▶ **READING PASSAGE**
= = =

Jon's blog
6
February
Journey of a thousand smiles. Monday February 6, 2012
OK. Let's suppose you're having a bad day - a really bad day - and out of the blue someone tells you a joke, or you see something funny online or on TV.
You laugh.
Does this change your underlying mood? Is everything immediately fine and dandy again?
No, of course it isn't. But yes, perhaps it is a little.
If you've been eating a poor diet for too long, one slice of raw carrot isn't suddenly going to improve your health. But multiply this effect into several days of food that's better for you, and things will unquestionably improve.
The trick, I think, is in not turning your back on that small first chink of light in the mistaken assumption that nothing (NOTHING) will help.
Building a better state of mind is hardly ever the result of one large intervention, but a gradual process building on a range of different inputs.
A laugh here, a hug there, little conversations everywhere.
So the next time you're mired in the glums, don't dismiss that involuntary chuckle as meaningless.
It, and other perhaps tiny slices of positivity, are what will conspire to lift you back to where you belong.
5
February
Shared experiences. Sunday February 5, 2012
Some do, others don't.
No, not flossing. I'm thinking about the Moodscope feature which lets you nominate other people to receive automatic notifications every time you record a score - what we call your Moodscope buddies.
A couple of days ago psychologist Professor Seth Roberts - one of the world's leading experts in the fascinating area of self-experimentation and self-tracking - asked me what we know about possible changes to people's mood scores if and when they start sharing them.
Now we've got a seriously sizeable data mountain, so it's pretty easy to give Seth hard number evidence.
But we figured it could also be interesting to actually ask our trusty Moodscopers to relate their own experiences. So if you're a sharer, this means you please.
To make things easy (and transparent) we've set up a purpose-built one-page blog on which you can post your thoughts about score sharing, and see what others say too.
Heck, if you're not a sharer, we'd be interested in your views also. Why don't you share? What might make you do so?
Mainly, however, today's focus is on finding out more about what if anything happens to people's scores once they decide to share them.
Here's where we're at:
http://moodscope.blogspot.com/
Knowing our Moodscopers as I do, I'm certain there'll be some fascinating learning there in the next 24 hours or so. So please feel free to post, and definitely feel free to read.
4
February
Actions speak louder than intentions. Saturday February 4, 2012
The other day a newspaper had an article about 'To Do' lists. No doubt about it, they can help you organise your thoughts and prioritise things.
But at times they can also loom over you like a scary monster.
There may sometimes be days when the very act of getting from morning to evening can seem a monumental effort.
Add to this the expectation that you will also cross things off a long To Do list and you're virtually certain to set yourself up for disappointment.
One thought I did like in the article was that there's always sense in recognising that some items on your list can be actions, while others are simply intentions.
Good to have the latter, but not so great if they distract you from day to day priorities.
You may, for instance, want to learn a new language, but you also have bills to pay and wellbeing (your own especially) to take care of.
The language lessons can almost certainly wait. But the bills and wellbeing can't.

= = =

(Excerpts of location labeling data)

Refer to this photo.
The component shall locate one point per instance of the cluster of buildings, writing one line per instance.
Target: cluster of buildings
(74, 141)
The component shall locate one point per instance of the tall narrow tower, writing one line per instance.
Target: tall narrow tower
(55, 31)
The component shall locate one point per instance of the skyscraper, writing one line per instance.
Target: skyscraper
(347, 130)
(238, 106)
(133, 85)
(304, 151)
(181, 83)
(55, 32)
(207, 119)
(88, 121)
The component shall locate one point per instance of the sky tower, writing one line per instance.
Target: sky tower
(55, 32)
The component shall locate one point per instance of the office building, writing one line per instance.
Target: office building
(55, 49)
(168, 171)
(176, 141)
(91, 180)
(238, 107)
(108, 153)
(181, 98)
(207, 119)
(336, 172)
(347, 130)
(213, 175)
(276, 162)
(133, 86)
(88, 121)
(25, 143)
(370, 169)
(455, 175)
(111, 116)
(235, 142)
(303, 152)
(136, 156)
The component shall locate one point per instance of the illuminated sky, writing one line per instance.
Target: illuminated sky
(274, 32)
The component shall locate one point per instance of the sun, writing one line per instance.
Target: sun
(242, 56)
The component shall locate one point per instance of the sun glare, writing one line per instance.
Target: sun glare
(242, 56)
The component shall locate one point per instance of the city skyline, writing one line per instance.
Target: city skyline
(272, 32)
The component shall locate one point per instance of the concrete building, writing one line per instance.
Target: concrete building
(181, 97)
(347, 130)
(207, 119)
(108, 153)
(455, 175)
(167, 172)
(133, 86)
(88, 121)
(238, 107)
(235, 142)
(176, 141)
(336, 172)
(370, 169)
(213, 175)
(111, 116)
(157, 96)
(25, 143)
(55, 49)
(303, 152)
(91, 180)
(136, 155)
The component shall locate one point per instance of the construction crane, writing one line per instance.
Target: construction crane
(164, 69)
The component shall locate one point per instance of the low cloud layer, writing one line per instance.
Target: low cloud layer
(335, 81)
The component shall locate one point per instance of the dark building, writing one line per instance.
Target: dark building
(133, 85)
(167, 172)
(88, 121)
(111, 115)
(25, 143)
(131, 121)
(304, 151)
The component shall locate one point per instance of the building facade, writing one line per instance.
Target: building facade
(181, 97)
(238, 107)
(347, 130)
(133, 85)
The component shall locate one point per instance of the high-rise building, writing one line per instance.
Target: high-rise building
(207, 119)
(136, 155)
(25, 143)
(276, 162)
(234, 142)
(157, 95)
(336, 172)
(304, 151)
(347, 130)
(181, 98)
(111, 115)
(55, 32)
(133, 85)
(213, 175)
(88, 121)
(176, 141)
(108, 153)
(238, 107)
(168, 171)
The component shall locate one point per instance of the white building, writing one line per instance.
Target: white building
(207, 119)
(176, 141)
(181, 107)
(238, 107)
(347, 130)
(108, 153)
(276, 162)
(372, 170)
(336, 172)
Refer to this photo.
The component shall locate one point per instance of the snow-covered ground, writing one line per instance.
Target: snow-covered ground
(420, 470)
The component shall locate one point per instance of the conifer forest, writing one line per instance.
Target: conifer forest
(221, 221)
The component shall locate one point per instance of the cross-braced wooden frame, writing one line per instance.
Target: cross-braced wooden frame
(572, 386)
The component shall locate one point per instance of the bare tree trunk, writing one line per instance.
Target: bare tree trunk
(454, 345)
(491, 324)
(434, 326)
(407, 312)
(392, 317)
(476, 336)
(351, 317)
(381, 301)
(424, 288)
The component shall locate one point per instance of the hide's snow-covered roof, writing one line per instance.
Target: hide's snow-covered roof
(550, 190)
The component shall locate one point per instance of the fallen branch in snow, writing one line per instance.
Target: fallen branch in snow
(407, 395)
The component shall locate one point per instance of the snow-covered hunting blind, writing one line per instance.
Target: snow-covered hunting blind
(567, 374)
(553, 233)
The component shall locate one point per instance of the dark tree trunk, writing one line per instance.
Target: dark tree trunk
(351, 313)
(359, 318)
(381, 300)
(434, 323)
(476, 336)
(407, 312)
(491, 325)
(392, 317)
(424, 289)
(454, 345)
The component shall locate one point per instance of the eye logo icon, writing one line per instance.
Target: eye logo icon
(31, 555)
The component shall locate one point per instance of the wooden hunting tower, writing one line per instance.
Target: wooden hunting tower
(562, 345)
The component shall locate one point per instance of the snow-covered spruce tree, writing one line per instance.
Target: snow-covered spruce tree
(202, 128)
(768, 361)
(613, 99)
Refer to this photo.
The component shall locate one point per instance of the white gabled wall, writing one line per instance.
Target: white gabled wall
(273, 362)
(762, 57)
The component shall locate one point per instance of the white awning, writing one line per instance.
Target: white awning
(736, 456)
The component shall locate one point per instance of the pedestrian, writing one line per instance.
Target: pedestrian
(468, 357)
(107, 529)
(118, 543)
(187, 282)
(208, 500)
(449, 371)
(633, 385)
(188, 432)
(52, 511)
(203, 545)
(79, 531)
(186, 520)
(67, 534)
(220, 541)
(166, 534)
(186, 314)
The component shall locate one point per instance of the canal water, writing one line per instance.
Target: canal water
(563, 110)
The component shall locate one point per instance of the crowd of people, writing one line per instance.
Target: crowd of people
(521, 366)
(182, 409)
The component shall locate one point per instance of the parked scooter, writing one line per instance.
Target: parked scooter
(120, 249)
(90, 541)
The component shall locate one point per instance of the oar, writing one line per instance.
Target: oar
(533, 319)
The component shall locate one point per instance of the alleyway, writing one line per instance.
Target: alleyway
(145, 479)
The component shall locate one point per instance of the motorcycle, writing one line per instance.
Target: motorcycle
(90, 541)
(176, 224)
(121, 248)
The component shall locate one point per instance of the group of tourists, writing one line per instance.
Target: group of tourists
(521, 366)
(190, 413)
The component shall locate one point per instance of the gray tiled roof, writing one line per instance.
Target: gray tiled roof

= = =

▶ **WORK INSTRUCTIONS**
**1.** From the blog, copy the passage between "To make things" and "to share them.", inclusive.
**2.** Render this sentence from the blog in French: "A laugh here, a hug there, little conversations everywhere."

▶ **ANSWERS TO EACH TASK**
**1.**
To make things easy (and transparent) we've set up a purpose-built one-page blog on which you can post your thoughts about score sharing, and see what others say too.
Heck, if you're not a sharer, we'd be interested in your views also. Why don't you share? What might make you do so?
Mainly, however, today's focus is on finding out more about what if anything happens to people's scores once they decide to share them.

**2.** Un rire ici, un câlin là, de petites conversations partout.